Problem requirements
An exact copy of the lines from the one containing "POST /v1/detect" to the end of the records below is required, and nothing else.

The records
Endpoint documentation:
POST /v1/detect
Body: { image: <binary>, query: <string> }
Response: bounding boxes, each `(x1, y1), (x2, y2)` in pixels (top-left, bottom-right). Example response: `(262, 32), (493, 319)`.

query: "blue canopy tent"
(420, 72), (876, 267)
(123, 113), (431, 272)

Solution to this problem
POST /v1/detect
Body: { image: <binary>, query: <string> }
Response: bounding boxes, each `(x1, y1), (x2, y2)` in pixels (top-left, bottom-right). Example response: `(262, 32), (493, 319)`.

query: "blue canopy tent"
(420, 72), (876, 267)
(123, 113), (431, 272)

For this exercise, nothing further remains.